▶ _Goal_: Rewrite the stretch of the items from the line containing "Target: crowd of people" through the end of the items, replacing "one dot per instance" with "a single dot for each instance" and leaving everything else unchanged.

▶ _Given records_:
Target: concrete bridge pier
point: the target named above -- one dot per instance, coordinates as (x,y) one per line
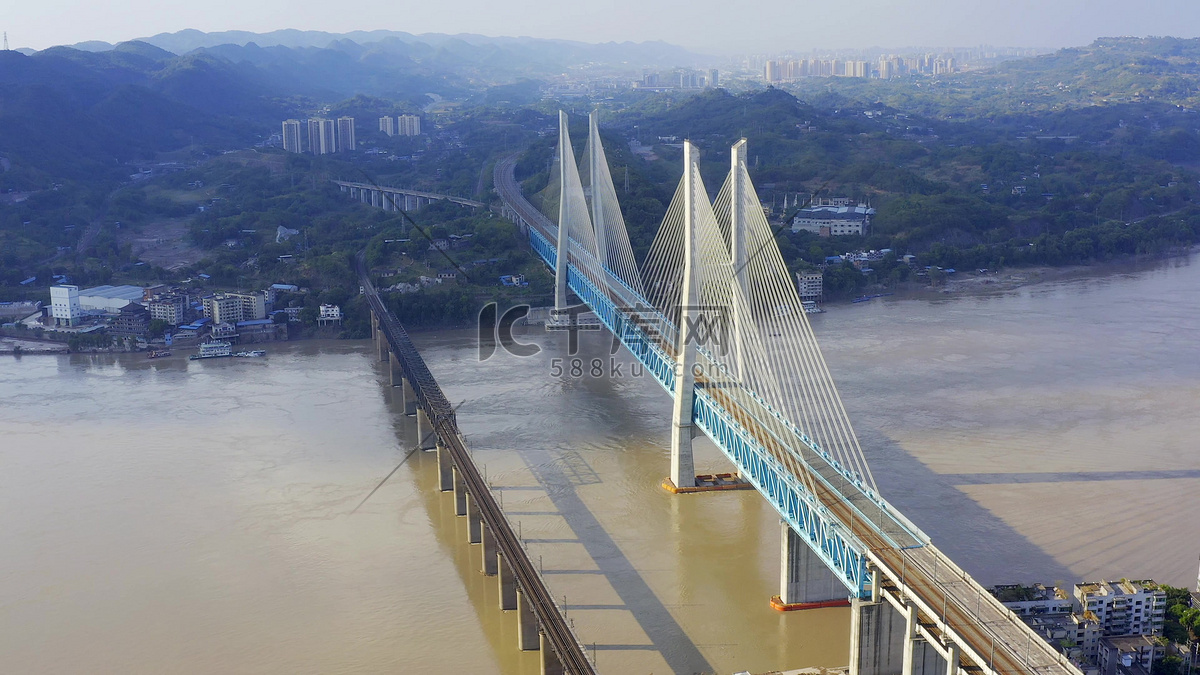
(527,625)
(507,583)
(397,372)
(805,580)
(550,662)
(426,437)
(409,399)
(445,469)
(460,493)
(384,351)
(886,641)
(489,567)
(474,520)
(876,638)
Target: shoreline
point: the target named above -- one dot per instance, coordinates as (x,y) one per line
(1012,279)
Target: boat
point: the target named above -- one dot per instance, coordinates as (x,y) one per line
(865,298)
(214,350)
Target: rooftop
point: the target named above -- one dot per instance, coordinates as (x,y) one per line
(114,292)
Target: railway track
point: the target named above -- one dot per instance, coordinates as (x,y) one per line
(990,635)
(442,414)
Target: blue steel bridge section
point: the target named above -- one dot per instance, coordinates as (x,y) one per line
(835,543)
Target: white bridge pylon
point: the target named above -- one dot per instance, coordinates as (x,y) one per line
(714,316)
(727,310)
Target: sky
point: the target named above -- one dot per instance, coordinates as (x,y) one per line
(713,27)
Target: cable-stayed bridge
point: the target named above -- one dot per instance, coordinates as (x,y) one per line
(713,315)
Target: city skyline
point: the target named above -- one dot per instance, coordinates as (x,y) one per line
(1015,23)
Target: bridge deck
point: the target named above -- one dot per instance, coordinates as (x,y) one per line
(991,635)
(420,193)
(442,416)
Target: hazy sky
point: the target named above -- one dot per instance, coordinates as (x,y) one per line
(703,25)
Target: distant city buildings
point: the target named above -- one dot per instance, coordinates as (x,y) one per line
(168,309)
(1123,608)
(292,142)
(408,125)
(810,285)
(346,135)
(234,308)
(65,305)
(887,67)
(834,217)
(324,136)
(132,321)
(108,299)
(1114,625)
(681,78)
(329,315)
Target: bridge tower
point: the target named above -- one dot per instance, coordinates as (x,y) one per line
(595,169)
(564,156)
(738,256)
(683,467)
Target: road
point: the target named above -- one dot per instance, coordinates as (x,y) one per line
(948,599)
(442,414)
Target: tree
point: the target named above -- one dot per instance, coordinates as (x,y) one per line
(1191,621)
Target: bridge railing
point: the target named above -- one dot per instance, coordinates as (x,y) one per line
(969,608)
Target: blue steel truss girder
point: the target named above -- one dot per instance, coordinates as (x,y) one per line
(840,550)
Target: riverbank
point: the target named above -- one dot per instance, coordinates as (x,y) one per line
(1011,279)
(21,347)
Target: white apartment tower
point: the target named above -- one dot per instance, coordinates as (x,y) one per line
(65,305)
(292,136)
(315,136)
(346,135)
(408,125)
(1125,607)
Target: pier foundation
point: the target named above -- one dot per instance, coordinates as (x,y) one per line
(804,580)
(507,581)
(527,625)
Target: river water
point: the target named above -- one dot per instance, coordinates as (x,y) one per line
(187,517)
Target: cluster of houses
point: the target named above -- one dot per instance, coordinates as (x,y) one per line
(184,315)
(1104,627)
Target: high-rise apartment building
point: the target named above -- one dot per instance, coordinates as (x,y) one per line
(292,136)
(1125,607)
(315,136)
(773,71)
(168,309)
(322,138)
(346,135)
(65,305)
(408,125)
(232,308)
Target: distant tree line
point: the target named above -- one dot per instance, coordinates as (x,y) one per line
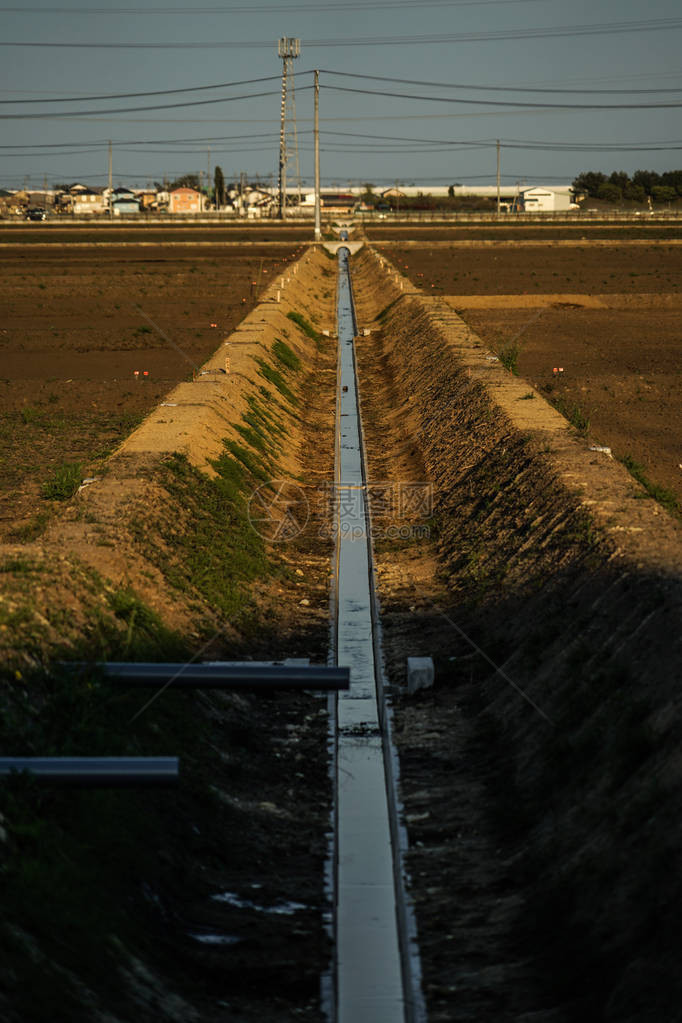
(615,187)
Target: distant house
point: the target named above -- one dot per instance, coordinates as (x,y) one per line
(88,201)
(539,199)
(147,198)
(185,201)
(124,202)
(338,202)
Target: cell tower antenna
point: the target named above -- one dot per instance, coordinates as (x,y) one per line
(287,50)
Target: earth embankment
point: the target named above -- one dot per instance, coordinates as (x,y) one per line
(203,902)
(540,774)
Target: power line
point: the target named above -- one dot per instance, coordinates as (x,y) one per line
(494,88)
(317,8)
(507,102)
(157,92)
(549,32)
(140,109)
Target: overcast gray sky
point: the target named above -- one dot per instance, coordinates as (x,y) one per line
(624,54)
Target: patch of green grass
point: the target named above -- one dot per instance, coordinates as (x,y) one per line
(661,494)
(508,356)
(305,325)
(31,530)
(64,483)
(218,550)
(252,462)
(274,376)
(285,355)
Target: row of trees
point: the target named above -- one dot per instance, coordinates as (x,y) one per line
(615,187)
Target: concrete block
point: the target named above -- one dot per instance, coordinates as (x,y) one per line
(419,673)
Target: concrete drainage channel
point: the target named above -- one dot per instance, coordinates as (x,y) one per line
(376,975)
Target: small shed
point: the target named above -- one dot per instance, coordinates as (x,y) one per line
(185,201)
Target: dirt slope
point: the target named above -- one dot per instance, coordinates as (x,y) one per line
(542,794)
(207,901)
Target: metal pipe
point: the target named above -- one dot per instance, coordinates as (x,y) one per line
(223,675)
(95,771)
(318,199)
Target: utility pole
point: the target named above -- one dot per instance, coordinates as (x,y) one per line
(318,198)
(287,50)
(110,181)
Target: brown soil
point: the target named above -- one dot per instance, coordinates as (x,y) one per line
(534,793)
(77,327)
(621,362)
(114,910)
(423,233)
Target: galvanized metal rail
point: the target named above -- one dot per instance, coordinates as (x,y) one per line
(220,675)
(95,771)
(376,969)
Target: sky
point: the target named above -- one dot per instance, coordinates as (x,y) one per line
(600,83)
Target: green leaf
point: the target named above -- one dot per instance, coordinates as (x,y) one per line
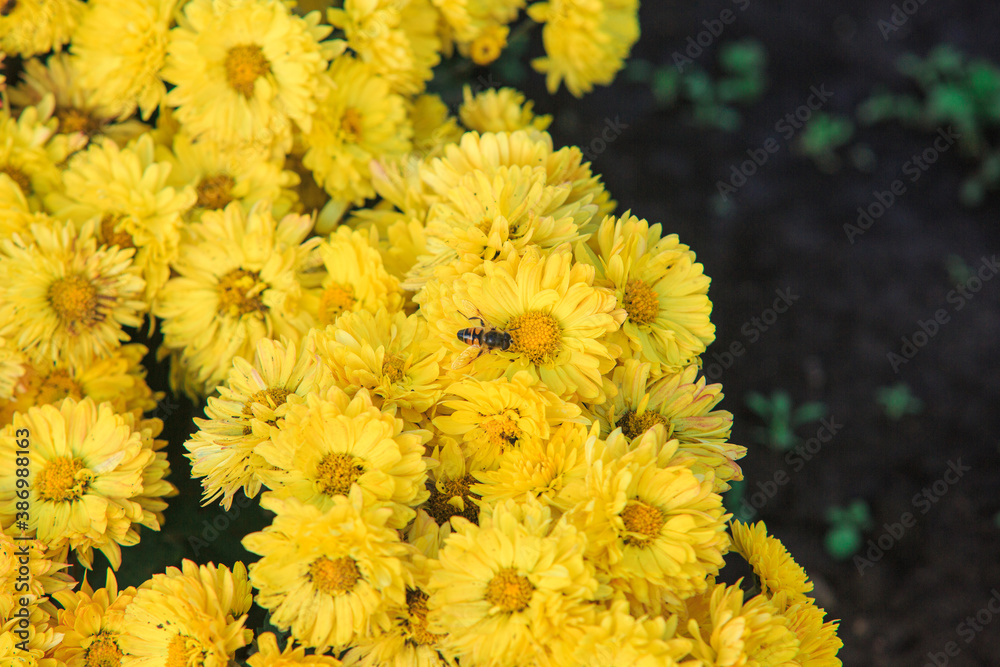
(842,542)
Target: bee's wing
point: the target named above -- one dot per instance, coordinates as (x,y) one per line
(471,312)
(467,356)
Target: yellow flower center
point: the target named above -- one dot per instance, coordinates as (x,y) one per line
(452,497)
(535,335)
(110,236)
(74,298)
(487,47)
(415,625)
(509,590)
(214,192)
(643,522)
(336,472)
(18,176)
(640,302)
(57,386)
(501,431)
(73,120)
(184,651)
(63,479)
(334,577)
(633,425)
(351,123)
(244,65)
(394,367)
(336,299)
(240,293)
(271,398)
(103,651)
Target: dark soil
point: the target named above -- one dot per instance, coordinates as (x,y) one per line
(856,301)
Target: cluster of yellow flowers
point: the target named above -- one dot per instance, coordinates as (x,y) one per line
(474,406)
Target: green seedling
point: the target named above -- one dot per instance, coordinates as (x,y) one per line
(844,537)
(898,401)
(712,99)
(781,418)
(954,91)
(822,136)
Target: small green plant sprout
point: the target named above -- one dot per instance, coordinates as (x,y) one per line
(898,401)
(822,136)
(781,419)
(957,92)
(847,524)
(712,100)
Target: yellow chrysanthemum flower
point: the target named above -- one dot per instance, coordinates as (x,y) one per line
(15,212)
(29,647)
(400,245)
(269,655)
(42,575)
(502,415)
(221,175)
(514,590)
(30,27)
(192,615)
(76,107)
(94,476)
(355,279)
(408,643)
(238,282)
(398,38)
(223,451)
(119,379)
(64,300)
(484,217)
(774,567)
(31,151)
(333,443)
(13,366)
(244,70)
(540,468)
(479,27)
(358,119)
(786,585)
(499,110)
(683,404)
(496,188)
(655,527)
(391,355)
(620,639)
(818,640)
(725,630)
(330,576)
(586,41)
(555,317)
(92,623)
(126,188)
(433,126)
(124,72)
(661,287)
(451,494)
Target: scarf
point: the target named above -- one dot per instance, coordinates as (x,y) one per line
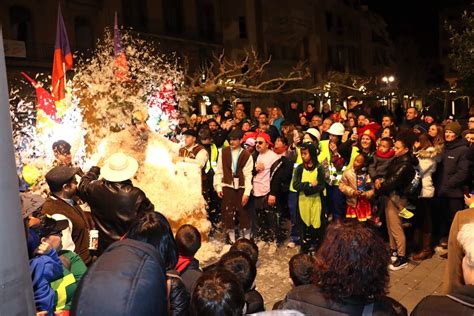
(281,150)
(183,263)
(387,155)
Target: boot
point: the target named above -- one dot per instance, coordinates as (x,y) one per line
(246,234)
(417,240)
(231,237)
(427,251)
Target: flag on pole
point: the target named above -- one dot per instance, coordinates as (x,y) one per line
(44,100)
(62,59)
(120,62)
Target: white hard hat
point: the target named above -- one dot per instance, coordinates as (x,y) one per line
(336,129)
(314,132)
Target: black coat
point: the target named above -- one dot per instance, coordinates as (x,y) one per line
(121,281)
(459,303)
(114,205)
(190,275)
(454,170)
(399,175)
(281,173)
(309,300)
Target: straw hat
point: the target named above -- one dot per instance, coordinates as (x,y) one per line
(119,167)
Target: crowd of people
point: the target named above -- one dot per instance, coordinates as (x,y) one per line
(337,184)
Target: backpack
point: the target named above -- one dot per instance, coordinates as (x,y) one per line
(413,189)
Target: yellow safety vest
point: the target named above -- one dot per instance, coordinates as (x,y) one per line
(212,161)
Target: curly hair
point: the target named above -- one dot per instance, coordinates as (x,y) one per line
(352,262)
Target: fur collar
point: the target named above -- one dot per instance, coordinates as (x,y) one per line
(430,152)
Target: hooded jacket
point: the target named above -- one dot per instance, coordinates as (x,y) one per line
(45,269)
(128,279)
(399,175)
(427,165)
(309,300)
(454,169)
(114,205)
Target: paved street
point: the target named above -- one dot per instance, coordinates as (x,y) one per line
(408,286)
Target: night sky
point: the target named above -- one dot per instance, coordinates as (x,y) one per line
(414,18)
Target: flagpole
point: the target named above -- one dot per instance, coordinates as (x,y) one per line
(16,291)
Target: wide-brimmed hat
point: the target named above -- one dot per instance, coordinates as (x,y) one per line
(119,167)
(30,203)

▶ _Result_:
Target: crowd of people
point: the target named above -- a single dot for each instance, coordinates as (x,y) one per line
(337,184)
Target: backpack
point: the target named above -- a single dot for each instance, coordinates as (x,y) one per line
(413,189)
Target: yellow safety vest
point: the target named above -- a single dot for each instance, coordinates as (x,y) one per line
(212,161)
Target: curly hair
point: the target named above -- a single dot for each instance, coordinates as (x,y) one per line
(352,262)
Target: fur collar
point: the target named above -- a single dot for each instance, coordinates as (x,y) one per line
(430,152)
Target: hooded jacket
point: the target named above -- a single dot for each instance, coordinates as (x,y) one per line
(45,269)
(128,279)
(399,175)
(427,165)
(309,300)
(454,169)
(114,205)
Target: paved street
point: the target named above -- a single dot for each instance, coordinates as (x,y) one per line
(408,286)
Target: night sky
point: the target named above -- a single dot for each instance, coordinates as (x,y) one per line
(414,18)
Target: flagpole
point: the target named above -- a single dot for each instance, coordinates as (x,y) one per line
(16,291)
Target: wide-brimmed hat
point: the target named above -- a single dot for each instance, coordinates as (x,y) one per line
(119,167)
(30,203)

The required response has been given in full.